Write out word for word the lines in the records below, from the line containing "In this exercise you will indicate the boy's white" through the end of the records, including both.

··· EXERCISE INPUTS

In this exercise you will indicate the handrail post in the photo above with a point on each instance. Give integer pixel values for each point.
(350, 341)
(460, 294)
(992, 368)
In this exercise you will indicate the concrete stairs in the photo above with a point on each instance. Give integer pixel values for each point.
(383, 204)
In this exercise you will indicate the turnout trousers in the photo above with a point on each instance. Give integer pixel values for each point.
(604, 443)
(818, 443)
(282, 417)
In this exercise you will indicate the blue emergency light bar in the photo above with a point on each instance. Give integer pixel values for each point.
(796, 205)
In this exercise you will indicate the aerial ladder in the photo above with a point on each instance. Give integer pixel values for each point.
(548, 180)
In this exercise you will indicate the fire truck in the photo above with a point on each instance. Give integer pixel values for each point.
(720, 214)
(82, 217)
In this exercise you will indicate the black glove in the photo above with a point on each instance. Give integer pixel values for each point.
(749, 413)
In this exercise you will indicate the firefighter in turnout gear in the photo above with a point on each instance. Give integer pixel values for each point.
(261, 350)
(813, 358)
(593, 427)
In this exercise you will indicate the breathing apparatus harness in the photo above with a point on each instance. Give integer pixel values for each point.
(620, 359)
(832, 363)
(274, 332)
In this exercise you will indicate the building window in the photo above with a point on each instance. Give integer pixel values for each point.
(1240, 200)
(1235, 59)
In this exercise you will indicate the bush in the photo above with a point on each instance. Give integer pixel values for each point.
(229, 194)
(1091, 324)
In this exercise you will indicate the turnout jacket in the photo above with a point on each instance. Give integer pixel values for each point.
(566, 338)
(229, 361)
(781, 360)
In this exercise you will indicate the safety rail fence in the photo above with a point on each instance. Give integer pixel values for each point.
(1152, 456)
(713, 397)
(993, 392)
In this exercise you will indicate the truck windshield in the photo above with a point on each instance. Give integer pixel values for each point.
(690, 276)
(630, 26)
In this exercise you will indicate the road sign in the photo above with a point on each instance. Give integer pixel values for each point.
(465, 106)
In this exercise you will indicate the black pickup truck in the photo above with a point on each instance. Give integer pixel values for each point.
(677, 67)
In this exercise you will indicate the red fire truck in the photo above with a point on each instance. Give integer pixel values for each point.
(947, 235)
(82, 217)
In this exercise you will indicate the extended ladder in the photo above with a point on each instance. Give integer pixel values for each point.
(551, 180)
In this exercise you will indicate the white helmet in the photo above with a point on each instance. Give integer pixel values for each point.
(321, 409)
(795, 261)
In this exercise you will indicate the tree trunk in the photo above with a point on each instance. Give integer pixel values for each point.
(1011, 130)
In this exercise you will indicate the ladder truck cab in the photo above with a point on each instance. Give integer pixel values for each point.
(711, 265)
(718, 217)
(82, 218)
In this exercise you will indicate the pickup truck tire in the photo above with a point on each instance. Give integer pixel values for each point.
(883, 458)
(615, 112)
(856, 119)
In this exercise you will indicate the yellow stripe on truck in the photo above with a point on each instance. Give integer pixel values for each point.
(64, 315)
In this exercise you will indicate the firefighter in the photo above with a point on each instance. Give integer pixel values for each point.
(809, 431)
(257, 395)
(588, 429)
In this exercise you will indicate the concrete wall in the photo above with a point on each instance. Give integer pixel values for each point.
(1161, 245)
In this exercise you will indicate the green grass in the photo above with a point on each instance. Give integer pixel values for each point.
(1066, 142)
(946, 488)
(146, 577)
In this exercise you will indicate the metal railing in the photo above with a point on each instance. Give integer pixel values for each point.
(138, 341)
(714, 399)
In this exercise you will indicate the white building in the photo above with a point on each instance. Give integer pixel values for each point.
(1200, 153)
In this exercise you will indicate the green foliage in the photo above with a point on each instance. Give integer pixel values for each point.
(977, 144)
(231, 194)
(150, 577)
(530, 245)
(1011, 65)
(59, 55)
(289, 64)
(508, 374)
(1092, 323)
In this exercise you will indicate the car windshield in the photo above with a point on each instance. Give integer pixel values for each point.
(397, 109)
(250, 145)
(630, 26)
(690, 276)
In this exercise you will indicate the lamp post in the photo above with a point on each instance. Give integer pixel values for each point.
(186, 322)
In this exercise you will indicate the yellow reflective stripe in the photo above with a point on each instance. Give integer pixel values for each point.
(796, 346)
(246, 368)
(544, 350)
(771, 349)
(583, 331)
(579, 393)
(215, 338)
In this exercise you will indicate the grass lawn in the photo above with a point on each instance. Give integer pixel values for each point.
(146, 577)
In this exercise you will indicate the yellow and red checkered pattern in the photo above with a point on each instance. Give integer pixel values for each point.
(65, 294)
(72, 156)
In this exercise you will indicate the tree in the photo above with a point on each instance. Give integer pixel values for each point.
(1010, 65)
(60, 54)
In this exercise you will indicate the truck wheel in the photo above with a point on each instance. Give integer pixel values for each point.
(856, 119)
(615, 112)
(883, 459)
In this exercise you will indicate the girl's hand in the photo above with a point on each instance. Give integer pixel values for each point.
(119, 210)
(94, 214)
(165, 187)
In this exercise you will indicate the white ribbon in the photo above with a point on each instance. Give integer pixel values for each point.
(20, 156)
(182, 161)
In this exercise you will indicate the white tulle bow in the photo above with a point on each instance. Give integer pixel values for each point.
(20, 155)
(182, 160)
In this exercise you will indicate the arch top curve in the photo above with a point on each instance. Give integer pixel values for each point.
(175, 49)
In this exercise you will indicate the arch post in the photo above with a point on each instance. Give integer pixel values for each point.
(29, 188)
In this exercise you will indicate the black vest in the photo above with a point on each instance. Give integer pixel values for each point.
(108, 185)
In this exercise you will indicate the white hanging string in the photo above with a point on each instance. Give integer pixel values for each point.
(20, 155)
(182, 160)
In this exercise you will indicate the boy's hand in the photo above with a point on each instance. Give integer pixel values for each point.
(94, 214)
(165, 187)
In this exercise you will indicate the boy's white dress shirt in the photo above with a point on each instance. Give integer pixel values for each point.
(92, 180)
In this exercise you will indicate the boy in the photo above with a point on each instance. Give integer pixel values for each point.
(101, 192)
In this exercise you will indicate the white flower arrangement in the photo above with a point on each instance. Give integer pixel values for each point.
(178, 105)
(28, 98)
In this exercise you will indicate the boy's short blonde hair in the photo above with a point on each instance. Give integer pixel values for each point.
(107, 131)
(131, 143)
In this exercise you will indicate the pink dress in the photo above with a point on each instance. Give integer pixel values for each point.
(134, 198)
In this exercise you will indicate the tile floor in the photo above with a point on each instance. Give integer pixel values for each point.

······

IN RESPONSE |
In this exercise you will indicate the boy's white dress shirt in the photo above with a point on each instance. Give integer pixel values for each point.
(92, 180)
In this exercise you will indicate the boy in the photo above with a point on each instance. Give integer pixel values for each point.
(101, 192)
In this exercise you will indicate the white flower arrangement in the photo above with a point on each instance. Give integer pixel values for each point.
(178, 105)
(28, 98)
In this exercise you will indicate the boy's short blonde hair in the photo above with a point on each instance. Give integer pixel values for each point.
(107, 131)
(131, 143)
In this exercise you will indicate the pink dress in the photo above with a point on each instance. Give integer pixel values for each point.
(134, 198)
In this exercise you will indicate the tile floor in the photo above with a point on each instance. Give integer pixel values for each point.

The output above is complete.